### Your instructions
The records are given next. Repeat each one exactly.

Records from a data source
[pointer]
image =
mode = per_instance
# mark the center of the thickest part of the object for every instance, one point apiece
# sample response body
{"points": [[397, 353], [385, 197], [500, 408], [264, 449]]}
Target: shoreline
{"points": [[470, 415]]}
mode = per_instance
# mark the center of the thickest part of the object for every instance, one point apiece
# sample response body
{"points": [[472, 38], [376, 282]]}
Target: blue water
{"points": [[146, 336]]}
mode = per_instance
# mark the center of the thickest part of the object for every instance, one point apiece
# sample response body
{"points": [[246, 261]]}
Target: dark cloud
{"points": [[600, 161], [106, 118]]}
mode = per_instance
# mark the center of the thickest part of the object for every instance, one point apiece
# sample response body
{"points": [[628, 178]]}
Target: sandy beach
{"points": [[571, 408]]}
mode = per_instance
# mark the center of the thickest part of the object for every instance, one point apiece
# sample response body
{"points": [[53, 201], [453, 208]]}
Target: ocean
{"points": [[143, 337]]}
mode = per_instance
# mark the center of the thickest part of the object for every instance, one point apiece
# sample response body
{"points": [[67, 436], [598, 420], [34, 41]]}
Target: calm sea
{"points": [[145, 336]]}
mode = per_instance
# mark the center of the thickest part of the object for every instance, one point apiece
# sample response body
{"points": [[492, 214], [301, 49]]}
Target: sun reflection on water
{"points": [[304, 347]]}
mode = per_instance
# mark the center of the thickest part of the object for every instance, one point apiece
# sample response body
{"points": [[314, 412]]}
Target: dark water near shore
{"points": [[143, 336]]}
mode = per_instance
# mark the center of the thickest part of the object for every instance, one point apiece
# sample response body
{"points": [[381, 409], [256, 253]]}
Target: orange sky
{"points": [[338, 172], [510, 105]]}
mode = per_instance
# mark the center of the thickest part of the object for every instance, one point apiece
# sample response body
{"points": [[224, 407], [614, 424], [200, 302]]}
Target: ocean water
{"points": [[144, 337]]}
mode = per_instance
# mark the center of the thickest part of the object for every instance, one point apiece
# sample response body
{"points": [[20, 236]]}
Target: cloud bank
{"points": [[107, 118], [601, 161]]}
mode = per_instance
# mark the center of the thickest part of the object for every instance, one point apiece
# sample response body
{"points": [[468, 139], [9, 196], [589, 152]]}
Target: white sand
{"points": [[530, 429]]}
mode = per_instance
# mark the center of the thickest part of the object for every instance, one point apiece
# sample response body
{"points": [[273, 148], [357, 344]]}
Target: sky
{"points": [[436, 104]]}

### Exercise solution
[pointer]
image =
mode = per_instance
# mark the center of the thickest part of the object for every instance, one point apiece
# sample response body
{"points": [[397, 353], [385, 197], [500, 408], [264, 449]]}
Target: shoreline
{"points": [[470, 415]]}
mode = per_instance
# mark the center of the thickest part of the object for every instance, one point apiece
# sample response body
{"points": [[472, 38], [376, 282]]}
Target: blue water
{"points": [[146, 336]]}
mode = per_instance
# mark the center of the thickest part of the object for every instance, one point apiece
# sample response body
{"points": [[246, 261]]}
Target: dark cloud
{"points": [[600, 161], [106, 118]]}
mode = per_instance
# mark the center of the thickest part of the object for every instance, one point apiece
# sample response body
{"points": [[628, 178]]}
Target: sandy beach
{"points": [[571, 408]]}
mode = per_instance
# mark the center of the thickest part of the object for every instance, one point apiece
# sample response body
{"points": [[53, 201], [453, 208]]}
Target: ocean
{"points": [[143, 337]]}
mode = per_instance
# mark the center of the thickest part of the object for every instance, one point apiece
# sample response body
{"points": [[67, 436], [598, 420], [34, 41]]}
Target: calm sea
{"points": [[145, 336]]}
mode = per_instance
# mark the center of the thickest part of the object for every instance, one point apiece
# sample response body
{"points": [[492, 214], [301, 49]]}
Target: sun reflection on water
{"points": [[304, 347]]}
mode = per_instance
# mark the center of the thickest part of the object for every instance, one point apiece
# sample response body
{"points": [[314, 412]]}
Target: dark water near shore
{"points": [[143, 336]]}
mode = per_instance
# mark the center of the thickest part of the object for every instance, one point apiece
# sample response body
{"points": [[381, 409], [256, 253]]}
Target: orange sky
{"points": [[338, 172], [510, 105]]}
mode = per_instance
# mark the center of the thickest part of the object for every instance, one point apiece
# sample response body
{"points": [[224, 407], [614, 424], [200, 302]]}
Target: ocean water
{"points": [[144, 337]]}
mode = per_instance
# mark the center of the thickest part of the object for every instance, one point apiece
# sample response body
{"points": [[20, 236]]}
Target: cloud bank
{"points": [[107, 118], [601, 161]]}
mode = per_instance
# mark the center of the thickest part of the object for every instance, one point apiece
# sample response body
{"points": [[468, 139], [9, 196], [589, 152]]}
Target: white sand
{"points": [[530, 429]]}
mode = per_instance
# mark the center of the thickest part of the object for every instance, one point apiece
# sample response body
{"points": [[273, 148], [357, 344]]}
Target: sky
{"points": [[436, 104]]}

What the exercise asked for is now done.